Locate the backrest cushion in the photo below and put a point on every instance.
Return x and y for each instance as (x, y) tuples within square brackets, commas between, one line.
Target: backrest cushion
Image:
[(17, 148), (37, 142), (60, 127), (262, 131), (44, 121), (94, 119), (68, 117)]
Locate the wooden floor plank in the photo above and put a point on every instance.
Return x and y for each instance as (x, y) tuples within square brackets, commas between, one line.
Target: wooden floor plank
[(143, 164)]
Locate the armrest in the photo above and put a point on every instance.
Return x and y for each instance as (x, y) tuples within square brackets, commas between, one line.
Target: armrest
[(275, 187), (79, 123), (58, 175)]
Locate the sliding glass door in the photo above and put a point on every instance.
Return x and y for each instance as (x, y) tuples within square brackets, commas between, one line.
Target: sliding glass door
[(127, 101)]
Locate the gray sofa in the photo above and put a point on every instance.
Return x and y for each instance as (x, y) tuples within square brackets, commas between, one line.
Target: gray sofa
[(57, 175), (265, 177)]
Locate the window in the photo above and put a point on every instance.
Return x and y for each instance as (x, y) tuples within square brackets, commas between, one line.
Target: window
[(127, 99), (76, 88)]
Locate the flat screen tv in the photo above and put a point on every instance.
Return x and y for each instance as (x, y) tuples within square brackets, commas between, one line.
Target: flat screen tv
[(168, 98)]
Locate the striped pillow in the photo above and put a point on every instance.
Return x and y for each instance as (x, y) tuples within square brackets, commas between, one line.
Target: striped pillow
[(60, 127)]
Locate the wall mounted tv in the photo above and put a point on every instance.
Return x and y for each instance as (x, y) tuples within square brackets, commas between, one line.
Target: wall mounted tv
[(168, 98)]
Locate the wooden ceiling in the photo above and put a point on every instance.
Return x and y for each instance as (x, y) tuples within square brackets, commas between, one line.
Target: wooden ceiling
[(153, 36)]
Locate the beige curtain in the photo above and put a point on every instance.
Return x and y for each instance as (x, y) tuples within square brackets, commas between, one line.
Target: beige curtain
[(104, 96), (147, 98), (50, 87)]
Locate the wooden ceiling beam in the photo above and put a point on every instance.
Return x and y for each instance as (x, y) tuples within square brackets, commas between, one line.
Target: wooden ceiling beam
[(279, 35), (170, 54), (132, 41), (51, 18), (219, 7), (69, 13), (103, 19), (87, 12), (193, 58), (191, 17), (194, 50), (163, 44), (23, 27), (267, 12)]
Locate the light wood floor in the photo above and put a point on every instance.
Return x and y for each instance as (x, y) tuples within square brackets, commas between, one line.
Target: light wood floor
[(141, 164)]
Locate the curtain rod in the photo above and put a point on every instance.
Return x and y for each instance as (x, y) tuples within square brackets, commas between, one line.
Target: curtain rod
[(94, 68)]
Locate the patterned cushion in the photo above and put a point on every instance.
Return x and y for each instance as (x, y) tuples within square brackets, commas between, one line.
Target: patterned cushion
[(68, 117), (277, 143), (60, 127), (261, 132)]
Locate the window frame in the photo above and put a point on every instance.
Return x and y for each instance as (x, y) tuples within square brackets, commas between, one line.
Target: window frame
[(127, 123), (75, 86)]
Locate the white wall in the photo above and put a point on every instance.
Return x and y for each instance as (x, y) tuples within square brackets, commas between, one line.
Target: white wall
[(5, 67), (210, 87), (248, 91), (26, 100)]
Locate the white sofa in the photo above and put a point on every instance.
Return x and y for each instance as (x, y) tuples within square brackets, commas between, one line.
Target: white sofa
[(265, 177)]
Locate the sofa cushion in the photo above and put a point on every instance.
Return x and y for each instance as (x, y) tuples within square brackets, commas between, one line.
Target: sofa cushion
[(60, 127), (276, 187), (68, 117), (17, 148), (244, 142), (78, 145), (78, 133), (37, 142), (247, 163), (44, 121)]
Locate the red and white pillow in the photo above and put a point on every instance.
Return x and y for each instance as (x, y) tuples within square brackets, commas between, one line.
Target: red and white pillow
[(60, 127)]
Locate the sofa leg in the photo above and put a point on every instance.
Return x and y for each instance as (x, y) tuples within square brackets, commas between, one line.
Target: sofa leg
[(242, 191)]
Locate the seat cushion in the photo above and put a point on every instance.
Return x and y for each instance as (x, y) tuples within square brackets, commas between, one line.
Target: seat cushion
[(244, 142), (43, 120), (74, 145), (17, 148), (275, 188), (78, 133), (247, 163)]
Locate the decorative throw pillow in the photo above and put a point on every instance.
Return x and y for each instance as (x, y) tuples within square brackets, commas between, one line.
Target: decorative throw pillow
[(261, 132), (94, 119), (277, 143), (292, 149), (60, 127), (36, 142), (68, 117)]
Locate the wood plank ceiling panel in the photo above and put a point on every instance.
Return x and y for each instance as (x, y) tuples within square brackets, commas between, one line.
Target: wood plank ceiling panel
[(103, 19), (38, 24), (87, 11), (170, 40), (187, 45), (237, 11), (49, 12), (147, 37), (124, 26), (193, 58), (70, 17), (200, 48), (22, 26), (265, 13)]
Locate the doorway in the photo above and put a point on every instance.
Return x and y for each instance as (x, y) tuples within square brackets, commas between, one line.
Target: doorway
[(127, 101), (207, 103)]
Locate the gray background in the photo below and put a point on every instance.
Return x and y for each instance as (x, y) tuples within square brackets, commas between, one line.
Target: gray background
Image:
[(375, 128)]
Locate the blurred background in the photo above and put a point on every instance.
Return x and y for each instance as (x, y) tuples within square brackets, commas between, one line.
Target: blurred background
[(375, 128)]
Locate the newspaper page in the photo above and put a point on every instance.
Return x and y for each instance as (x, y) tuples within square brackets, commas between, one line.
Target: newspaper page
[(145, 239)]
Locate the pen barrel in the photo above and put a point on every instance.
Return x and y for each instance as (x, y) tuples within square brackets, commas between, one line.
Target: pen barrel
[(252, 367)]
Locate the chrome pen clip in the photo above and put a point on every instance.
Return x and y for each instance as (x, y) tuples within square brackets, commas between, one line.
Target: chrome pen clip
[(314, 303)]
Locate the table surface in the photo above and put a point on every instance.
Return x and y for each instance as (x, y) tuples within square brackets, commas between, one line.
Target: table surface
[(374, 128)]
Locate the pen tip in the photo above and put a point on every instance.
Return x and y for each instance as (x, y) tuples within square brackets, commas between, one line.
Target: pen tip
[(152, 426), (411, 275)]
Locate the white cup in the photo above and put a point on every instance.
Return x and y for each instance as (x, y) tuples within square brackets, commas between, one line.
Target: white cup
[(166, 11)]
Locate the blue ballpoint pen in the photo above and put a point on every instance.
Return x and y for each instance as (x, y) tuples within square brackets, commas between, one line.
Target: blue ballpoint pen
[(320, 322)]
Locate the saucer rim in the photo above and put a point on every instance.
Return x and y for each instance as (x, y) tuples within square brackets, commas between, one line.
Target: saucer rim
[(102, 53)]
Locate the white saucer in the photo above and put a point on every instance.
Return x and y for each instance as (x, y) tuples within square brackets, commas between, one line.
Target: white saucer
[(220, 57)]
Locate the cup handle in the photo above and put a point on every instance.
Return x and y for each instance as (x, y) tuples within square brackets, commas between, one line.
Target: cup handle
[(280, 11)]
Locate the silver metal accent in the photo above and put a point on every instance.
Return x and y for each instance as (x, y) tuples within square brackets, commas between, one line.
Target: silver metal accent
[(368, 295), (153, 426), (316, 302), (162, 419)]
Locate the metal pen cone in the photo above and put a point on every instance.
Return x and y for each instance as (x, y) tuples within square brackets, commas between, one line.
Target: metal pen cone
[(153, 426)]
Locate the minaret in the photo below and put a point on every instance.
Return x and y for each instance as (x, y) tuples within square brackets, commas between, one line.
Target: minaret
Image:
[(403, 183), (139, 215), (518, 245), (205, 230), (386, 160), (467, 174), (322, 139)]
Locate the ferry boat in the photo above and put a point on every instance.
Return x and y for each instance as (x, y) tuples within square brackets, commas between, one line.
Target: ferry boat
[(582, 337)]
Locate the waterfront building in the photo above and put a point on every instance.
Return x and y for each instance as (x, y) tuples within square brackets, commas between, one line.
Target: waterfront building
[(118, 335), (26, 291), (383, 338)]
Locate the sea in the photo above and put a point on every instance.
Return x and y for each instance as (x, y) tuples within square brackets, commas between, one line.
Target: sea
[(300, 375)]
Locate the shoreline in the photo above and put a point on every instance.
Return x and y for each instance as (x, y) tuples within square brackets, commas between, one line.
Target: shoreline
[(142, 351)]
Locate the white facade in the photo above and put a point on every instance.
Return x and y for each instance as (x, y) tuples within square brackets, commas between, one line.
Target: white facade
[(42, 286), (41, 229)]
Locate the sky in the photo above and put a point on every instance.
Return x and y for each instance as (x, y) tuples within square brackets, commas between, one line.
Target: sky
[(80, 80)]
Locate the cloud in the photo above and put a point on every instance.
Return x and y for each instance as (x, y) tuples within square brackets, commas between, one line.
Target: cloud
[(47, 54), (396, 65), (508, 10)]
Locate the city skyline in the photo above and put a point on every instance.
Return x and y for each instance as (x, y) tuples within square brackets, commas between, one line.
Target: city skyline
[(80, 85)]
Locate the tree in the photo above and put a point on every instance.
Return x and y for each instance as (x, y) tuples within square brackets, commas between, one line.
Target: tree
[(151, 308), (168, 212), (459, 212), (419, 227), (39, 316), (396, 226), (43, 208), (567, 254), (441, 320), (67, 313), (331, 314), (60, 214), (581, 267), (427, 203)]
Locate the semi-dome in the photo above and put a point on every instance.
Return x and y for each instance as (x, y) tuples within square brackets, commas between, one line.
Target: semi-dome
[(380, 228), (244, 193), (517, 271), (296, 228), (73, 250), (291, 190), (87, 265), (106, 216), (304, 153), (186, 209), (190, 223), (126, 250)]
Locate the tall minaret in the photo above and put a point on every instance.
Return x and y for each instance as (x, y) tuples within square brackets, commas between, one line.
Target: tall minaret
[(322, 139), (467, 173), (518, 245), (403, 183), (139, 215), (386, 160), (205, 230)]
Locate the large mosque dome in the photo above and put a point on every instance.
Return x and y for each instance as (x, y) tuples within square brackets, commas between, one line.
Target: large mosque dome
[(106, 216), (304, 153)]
__________________________________________________
== Problem requirements ==
Write out again, unchanged, the lines from the one holding "Locate the sofa leg" through the one holding "[(242, 191)]", inclusive.

== Solution ==
Locate the sofa leg in the photo above and put a point on every instance.
Return x and y for each instance as (x, y) tuples within square brackets, commas between, one line.
Target: sofa leg
[(242, 191)]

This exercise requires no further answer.